Estratto del documento.

Scritto e diretto con impegnata semplicità, "Il girdino di limoni" è un film in cui la parola "dignità" riacquista tutto il suo importante significato e il suo profondo valore; è un film che pur nelle sue piccole ingenuità e in alcune incertezze dell'impianto narrativo (manca un approfondito esame dei caratteri e delle relazioni interpersonali dei vari personaggi: il Ministro, sua moglie, l'avvocato, tutti intrappolati tra le loro vite e i lacci della politica; mentre invece l'attenzione del regista si concentra su alcuni dettagli minori, come la non necessaria e appena abbozzata scappatella extraconiugale del Ministro con la sua sensuale segretaria, ed anche la relazione tra Salma e il giovane avvocato, che non appare poi così tanto necessaria nel contesto dell'economia del film) consente a Riklis di comporre un apologo sulla irrisolta questione territoriale israelo/palestinese, sull'occupazione, sulla condizione delle donne, sul potere maschile imbrigliato nei lacci delle contraddizioni.

In ogni caso, "Il giardino di limoni" non è per nulla un film buonista e consolatorio: Riklis non si fa paladino di alcuna bandiera e non lesina critiche alla politica e ai politici israeliani, accusati di prepotenze e arroganti pretese e di istigare all'odio diffondendo la paura tra la popolazione nei confronti dei palestinesi dei territori occupati; ma contemporaneamente non risparmia le critiche neppure verso i vertici palestinesi, tutti presi nel gorgo dell'odio e delle ritorsioni.

Voci di coordinate annotate.
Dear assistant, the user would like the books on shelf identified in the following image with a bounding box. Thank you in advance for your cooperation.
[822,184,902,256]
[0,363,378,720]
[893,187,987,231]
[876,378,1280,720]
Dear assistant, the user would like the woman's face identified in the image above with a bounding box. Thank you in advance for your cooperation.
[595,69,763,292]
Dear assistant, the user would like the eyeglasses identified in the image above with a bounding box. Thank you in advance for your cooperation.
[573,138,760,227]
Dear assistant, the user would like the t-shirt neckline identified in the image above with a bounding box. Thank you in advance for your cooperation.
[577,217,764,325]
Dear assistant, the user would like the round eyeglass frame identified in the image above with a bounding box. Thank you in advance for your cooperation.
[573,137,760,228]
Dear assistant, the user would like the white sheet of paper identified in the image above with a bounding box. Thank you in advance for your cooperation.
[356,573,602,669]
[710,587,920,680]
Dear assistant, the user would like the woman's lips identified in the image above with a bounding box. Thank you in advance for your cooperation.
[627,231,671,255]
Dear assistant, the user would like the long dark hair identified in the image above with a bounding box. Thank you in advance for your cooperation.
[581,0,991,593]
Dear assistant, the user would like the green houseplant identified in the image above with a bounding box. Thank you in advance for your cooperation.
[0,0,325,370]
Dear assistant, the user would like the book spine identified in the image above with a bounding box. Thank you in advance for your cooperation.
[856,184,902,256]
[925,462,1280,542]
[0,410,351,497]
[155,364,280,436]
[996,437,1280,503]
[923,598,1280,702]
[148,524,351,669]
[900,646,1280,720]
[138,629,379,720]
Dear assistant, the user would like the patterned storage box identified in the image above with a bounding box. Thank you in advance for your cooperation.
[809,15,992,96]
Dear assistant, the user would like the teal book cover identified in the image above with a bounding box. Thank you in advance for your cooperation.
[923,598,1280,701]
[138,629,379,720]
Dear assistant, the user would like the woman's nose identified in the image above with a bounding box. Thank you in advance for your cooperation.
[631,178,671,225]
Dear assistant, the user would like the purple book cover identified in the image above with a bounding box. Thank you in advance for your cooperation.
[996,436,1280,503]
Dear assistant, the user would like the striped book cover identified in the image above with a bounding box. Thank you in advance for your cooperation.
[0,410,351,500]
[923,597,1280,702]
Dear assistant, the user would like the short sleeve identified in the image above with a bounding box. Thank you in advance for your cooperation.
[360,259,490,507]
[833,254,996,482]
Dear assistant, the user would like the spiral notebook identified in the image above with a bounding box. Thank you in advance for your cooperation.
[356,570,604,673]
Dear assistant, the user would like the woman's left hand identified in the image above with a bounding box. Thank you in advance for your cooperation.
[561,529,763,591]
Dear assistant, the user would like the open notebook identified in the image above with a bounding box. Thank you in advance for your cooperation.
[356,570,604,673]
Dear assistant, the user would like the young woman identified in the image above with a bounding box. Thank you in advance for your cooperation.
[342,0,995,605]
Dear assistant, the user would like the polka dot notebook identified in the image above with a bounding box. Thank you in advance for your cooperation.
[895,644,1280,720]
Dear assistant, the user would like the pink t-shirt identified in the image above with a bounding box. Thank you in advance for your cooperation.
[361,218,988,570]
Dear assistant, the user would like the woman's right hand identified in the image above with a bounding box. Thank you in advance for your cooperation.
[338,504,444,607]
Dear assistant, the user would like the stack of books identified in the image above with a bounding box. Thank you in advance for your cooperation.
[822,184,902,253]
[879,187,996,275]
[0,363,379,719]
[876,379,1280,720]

Compiti dell'esercizio.
1. Rispondi a queste domande sull'estratto dedicato al film "Il giardino di limoni":
(a) Quale parola, secondo l'estratto, riacquista nel film tutto il suo significato e il suo valore?
(b) Con quale personaggio ha una relazione Salma?
(c) Oltre ai politici israeliani, chi altro viene criticato da Riklis?
2. Come prosegue l'estratto sul film "Il giardino di limoni" dopo la sua ultima frase? Completa il brano con il seguito.

Risposte ai compiti.
1.
(a) La parola "dignità".
(b) Con il giovane avvocato.
(c) I vertici palestinesi.

2.
L'intero peso del film poggia quasi esclusivamente sulle spalle di Hiam Abbass, una straordinaria attrice palestinese (già interprete di "La sposa siriana" dello stesso Riklis e del più recente "L'ospite inatteso" di McCarthy) che in quest'opera delinea con grande partecipazione il ritratto di una donna livida e fiera, il cui coraggio è pari all'orgoglio di vivere la drammatica quotidianità di donna costretta a vestire per sempre i panni della vedova inconsolabile.
Purtroppo il doppiaggio italiano non permette di cogliere tutte le sfumature della sua magnetica recitazione, così come non permette di distinguere il dramma dell'incomunicabilità, anche linguistica, tra israeliani e palestinesi.

Un film, comunque, necessario, sul coraggio delle donne quando si ritrovano a lottare per la libertà, che è un messaggio di speranza e che lancia un sasso nella stagnante acqua della palude in cui affoga la storia del Medio Oriente.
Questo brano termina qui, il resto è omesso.